Job
Print the lines below word for word, from the first line through the line that contains "104 17 L 122", and include that line.

***

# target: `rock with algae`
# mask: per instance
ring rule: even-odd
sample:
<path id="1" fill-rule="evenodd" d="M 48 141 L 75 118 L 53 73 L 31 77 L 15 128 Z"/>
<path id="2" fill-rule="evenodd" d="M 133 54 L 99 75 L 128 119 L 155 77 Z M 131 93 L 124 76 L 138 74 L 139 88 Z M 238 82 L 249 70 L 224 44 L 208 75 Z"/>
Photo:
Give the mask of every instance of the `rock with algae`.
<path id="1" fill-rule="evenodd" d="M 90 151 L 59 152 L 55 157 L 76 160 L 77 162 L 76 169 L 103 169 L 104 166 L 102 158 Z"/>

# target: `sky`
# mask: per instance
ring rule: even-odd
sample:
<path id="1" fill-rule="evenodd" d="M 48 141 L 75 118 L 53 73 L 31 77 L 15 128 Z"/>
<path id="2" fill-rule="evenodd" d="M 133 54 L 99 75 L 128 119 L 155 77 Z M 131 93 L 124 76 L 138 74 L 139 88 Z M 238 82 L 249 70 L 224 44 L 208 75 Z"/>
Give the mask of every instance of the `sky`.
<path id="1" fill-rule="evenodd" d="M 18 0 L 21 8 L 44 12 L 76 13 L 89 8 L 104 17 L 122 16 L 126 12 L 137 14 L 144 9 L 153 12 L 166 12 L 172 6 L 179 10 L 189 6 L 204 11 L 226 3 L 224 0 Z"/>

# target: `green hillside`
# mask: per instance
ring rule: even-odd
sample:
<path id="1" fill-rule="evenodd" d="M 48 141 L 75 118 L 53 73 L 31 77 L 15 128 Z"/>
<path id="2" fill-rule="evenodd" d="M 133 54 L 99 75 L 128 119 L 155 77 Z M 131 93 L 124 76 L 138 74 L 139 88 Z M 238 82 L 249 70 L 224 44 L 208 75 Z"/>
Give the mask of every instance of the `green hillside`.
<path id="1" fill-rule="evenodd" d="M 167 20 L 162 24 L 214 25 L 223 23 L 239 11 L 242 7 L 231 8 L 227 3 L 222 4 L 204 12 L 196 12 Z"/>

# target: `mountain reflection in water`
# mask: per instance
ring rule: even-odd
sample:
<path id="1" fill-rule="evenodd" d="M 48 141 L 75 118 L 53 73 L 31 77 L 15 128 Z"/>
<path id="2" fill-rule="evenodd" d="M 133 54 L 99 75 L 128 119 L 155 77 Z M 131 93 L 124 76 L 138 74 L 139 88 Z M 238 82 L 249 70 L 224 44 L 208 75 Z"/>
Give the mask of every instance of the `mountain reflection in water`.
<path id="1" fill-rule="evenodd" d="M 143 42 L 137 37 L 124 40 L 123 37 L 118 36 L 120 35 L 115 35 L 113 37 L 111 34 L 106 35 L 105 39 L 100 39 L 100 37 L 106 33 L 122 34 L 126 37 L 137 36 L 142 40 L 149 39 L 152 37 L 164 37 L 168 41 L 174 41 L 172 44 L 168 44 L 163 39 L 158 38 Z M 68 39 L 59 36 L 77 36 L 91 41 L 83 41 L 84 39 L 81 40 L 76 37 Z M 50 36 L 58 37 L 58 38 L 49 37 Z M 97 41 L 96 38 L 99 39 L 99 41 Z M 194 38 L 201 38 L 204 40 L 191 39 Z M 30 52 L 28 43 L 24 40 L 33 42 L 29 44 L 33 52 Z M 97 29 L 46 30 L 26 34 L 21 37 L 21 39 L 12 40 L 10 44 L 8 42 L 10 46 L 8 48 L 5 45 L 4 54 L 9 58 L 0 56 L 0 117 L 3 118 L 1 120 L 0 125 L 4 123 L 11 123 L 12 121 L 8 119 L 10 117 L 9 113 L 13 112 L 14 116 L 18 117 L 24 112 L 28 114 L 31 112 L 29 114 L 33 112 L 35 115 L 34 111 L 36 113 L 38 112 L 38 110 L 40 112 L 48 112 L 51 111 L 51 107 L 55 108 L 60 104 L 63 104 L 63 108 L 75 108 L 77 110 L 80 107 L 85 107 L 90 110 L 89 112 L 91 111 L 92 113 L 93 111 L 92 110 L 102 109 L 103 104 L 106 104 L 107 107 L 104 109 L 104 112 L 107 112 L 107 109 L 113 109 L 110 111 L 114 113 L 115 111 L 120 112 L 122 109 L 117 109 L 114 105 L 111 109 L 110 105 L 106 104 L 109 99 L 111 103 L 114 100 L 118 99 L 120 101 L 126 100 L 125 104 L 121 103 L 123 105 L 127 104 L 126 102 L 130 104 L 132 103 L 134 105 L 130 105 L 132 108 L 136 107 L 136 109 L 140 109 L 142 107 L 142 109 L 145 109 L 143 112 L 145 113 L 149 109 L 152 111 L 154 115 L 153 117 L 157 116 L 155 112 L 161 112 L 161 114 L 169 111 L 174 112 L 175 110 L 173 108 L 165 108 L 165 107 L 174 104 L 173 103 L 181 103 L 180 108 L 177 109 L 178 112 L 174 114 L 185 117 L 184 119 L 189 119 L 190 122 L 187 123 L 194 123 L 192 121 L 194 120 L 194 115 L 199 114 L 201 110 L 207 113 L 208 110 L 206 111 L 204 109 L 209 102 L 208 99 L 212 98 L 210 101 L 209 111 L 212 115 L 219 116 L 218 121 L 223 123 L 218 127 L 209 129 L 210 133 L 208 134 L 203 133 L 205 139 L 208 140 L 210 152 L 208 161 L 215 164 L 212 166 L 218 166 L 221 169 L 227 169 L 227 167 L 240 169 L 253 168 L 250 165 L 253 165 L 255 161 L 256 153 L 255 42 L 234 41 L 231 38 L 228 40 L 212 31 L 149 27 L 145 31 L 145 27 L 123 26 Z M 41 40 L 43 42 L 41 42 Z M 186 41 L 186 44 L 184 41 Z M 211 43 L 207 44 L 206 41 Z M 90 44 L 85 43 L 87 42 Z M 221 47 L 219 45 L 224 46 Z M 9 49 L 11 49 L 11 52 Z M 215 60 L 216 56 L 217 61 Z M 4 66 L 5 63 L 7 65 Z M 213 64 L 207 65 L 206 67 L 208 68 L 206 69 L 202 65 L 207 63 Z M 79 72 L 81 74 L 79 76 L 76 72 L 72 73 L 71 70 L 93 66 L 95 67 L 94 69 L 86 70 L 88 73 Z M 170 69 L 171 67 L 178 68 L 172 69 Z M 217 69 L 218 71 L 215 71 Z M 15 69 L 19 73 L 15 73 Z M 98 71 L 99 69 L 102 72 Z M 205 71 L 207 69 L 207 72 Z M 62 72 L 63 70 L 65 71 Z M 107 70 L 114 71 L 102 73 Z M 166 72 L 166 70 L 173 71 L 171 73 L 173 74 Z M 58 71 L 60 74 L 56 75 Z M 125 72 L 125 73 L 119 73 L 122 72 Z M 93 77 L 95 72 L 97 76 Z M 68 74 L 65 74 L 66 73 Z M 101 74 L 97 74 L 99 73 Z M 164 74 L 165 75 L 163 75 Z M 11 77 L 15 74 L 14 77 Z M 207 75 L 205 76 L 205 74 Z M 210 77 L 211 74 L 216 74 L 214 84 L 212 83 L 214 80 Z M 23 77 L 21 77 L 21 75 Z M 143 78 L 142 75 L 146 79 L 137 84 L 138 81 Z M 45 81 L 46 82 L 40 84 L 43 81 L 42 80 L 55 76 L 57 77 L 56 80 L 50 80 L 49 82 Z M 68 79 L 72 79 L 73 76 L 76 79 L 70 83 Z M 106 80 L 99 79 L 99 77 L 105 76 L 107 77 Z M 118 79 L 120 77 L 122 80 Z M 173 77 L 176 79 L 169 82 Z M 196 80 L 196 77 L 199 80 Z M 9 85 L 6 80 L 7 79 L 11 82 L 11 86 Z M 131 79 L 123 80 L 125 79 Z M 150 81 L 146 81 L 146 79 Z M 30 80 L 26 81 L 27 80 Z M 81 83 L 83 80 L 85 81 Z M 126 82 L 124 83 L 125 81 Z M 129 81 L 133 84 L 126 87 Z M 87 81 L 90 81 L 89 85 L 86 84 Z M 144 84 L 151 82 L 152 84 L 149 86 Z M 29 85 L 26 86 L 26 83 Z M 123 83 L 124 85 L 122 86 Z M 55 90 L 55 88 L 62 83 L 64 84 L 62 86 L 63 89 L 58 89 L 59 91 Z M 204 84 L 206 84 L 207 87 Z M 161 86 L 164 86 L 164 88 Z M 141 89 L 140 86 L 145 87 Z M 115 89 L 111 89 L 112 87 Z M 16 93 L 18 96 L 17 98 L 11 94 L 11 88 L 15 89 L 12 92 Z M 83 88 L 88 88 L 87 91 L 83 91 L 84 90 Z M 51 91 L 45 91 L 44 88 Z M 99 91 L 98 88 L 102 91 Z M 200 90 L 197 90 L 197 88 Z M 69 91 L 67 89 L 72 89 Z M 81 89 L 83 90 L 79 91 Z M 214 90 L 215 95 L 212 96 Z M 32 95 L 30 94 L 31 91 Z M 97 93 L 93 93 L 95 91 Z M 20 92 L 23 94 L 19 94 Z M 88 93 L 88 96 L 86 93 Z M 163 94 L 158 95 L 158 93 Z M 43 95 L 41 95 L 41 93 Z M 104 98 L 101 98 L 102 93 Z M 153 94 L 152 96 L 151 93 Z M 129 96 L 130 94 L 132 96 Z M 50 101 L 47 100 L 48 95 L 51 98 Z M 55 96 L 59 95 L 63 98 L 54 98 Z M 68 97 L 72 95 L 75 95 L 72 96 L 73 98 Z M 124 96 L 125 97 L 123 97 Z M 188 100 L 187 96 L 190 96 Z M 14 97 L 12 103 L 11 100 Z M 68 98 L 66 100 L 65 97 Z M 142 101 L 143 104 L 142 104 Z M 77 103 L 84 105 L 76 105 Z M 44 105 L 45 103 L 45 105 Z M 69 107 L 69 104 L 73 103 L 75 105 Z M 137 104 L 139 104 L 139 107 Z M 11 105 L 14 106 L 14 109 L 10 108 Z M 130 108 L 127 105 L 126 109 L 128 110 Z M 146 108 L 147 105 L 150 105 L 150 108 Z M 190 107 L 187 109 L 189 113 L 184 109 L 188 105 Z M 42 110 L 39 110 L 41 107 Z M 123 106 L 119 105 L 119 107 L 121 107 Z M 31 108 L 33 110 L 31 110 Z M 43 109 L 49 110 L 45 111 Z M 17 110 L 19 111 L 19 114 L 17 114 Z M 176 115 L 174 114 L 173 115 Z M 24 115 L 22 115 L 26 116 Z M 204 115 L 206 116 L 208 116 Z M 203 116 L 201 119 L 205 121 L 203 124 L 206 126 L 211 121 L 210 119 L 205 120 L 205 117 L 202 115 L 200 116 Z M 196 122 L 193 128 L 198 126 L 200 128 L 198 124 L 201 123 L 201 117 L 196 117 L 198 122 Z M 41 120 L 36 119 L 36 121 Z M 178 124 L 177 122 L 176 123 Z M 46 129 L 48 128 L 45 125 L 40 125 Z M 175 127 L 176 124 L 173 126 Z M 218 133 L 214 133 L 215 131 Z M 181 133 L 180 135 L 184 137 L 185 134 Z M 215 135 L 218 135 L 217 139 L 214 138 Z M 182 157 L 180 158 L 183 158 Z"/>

***

Task response
# target: `rock with algae`
# mask: per instance
ring rule: even-odd
sample:
<path id="1" fill-rule="evenodd" d="M 48 141 L 75 118 L 53 73 L 31 77 L 15 128 Z"/>
<path id="2" fill-rule="evenodd" d="M 133 54 L 99 75 L 128 119 L 155 77 Z M 131 93 L 124 76 L 138 74 L 139 88 Z M 238 82 L 249 70 L 224 44 L 208 75 Z"/>
Photo:
Give the mask of every instance of the `rock with algae`.
<path id="1" fill-rule="evenodd" d="M 90 151 L 59 152 L 55 157 L 76 160 L 77 162 L 76 169 L 103 169 L 104 166 L 102 158 Z"/>

# target: `sky`
# mask: per instance
ring rule: even-odd
sample:
<path id="1" fill-rule="evenodd" d="M 48 141 L 75 118 L 53 73 L 31 77 L 15 128 Z"/>
<path id="2" fill-rule="evenodd" d="M 133 54 L 99 75 L 128 119 L 155 77 Z M 131 93 L 124 76 L 138 74 L 139 88 Z M 238 82 L 249 70 L 224 44 L 208 75 Z"/>
Give the mask of every instance of the `sky`.
<path id="1" fill-rule="evenodd" d="M 18 0 L 21 8 L 44 12 L 76 13 L 89 8 L 104 17 L 122 16 L 126 12 L 137 14 L 144 9 L 153 12 L 166 12 L 172 6 L 179 10 L 189 6 L 204 11 L 226 3 L 224 0 Z"/>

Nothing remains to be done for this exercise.